## DO THIS
Decide whether each statement agrees with the thread on matrices in computer graphics below, answering yes or no and quoting the words of the thread that decide it. (a) Concatenating transformation matrices is performed in hardware on most GPUs. (b) Multiplying a 4-component position by a 4x4 matrix can take only 4 instructions. (c) Translation, rotation and scale cannot be done without matrices.

## DOCUMENT SECTION
************
# Computer Graphics and Matrices

Hello!

Well, i searched for this on the internet. But i could not find a convincing answer for the question “Why are matrices used in Computer Graphics”.

I got some explanations saying it is an elegant way of expressing equations. But, are there more important reasons as to why it is used? Say maybe faster processing with hardware(i couldn’t think how that could be possible).

Thanks!

If u ask me, the most powerful feature that matrices give is concatenation whereby several transformations can be combined into a single matrix.

Another advantage is simplicity of representation of any transformation affine or non-affine.

Matrices provide a solid, general tool to represent and combine all common transformations.

You can do translation, rotation, scale, etc. operations without matrices as well. But as soon as you want a general representation for “any” transformation, matrices become a handy choice. The final nail is the capability to combine / concatenate transformations; This is common operation in computer graphics, so it is beneficial to have a single representation and a single way to combine all sorts of transformations.

Thanks for the replies! So, there is no reason why they would could be implemented faster on hardware right?

Thanks!

There are two different things happening here.

Thing number 1 is representing your transformations as matrixes and contatenating multiple matrixes to build your final transformation.

Thing number 2 is multiplying your final matrix by each vertex’s position in order to place it in the world and on your screen.

Thing number 1 is performed in software, thing number 2 in hardware (on most GPUs - there are still some older Intels that will do it in software).

Thing number 1 is only done once per-frame or per-object; at most you will have a few hundred of these per-frame.

Thing number 2 is done per vertex and there will be 10s of thousands, hundreds of thousands, or more of these per-frame.

There is nothing to gain and a lot to lose by performing thing number 1 in hardware. There are comparatively so few of these operations that there would be no measurable performance difference, and by doing it in hardware you lose the ability to quickly and easily read back the result to the CPU (which is often needed).

Thing number 2 is faster in hardware and there are plenty of reasons for why this is so. GPUs are massively parallel, and need no special code or other intervention on your part in order to get this. This means that your GPU can do multiple matrix * position multiplies at the same time. GPUs are also set up for doing this kind of operation more efficiently; a multiplication of a 4-component position with a 4x4 matrix can be done with only 4 instructions, again without any special intervention needed on your part.

Matrix multiplication ARE faster on hardware.
CPU (CPU is hardware) can use sse instruction to multiply row of matrix making 4 multiplication at the same time (a matrix is 4 vector of 4 float), also XBox 360 and Ps3 have native instruction set to manage vectors on CPU/PPU with very low latency.
************
## DATA EXCERPTS
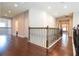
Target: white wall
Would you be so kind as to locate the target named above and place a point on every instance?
(5, 26)
(75, 18)
(20, 23)
(7, 21)
(39, 18)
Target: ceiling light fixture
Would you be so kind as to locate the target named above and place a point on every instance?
(15, 5)
(49, 7)
(5, 14)
(65, 6)
(9, 11)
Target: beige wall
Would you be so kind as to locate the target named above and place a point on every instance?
(20, 24)
(67, 19)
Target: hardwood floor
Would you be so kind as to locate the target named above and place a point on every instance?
(63, 47)
(16, 46)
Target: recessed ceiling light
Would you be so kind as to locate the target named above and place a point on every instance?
(15, 5)
(49, 7)
(5, 14)
(65, 6)
(9, 11)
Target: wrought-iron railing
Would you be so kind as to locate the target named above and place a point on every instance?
(43, 36)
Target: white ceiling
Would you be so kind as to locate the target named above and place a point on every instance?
(57, 8)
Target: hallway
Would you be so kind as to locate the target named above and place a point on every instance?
************
## SOLUTION FOR THIS TASK
(a) No: "Thing number 1 is performed in software, thing number 2 in hardware"
(b) Yes: "a multiplication of a 4-component position with a 4x4 matrix can be done with only 4 instructions"
(c) No: "You can do translation, rotation, scale, etc. operations without matrices as well."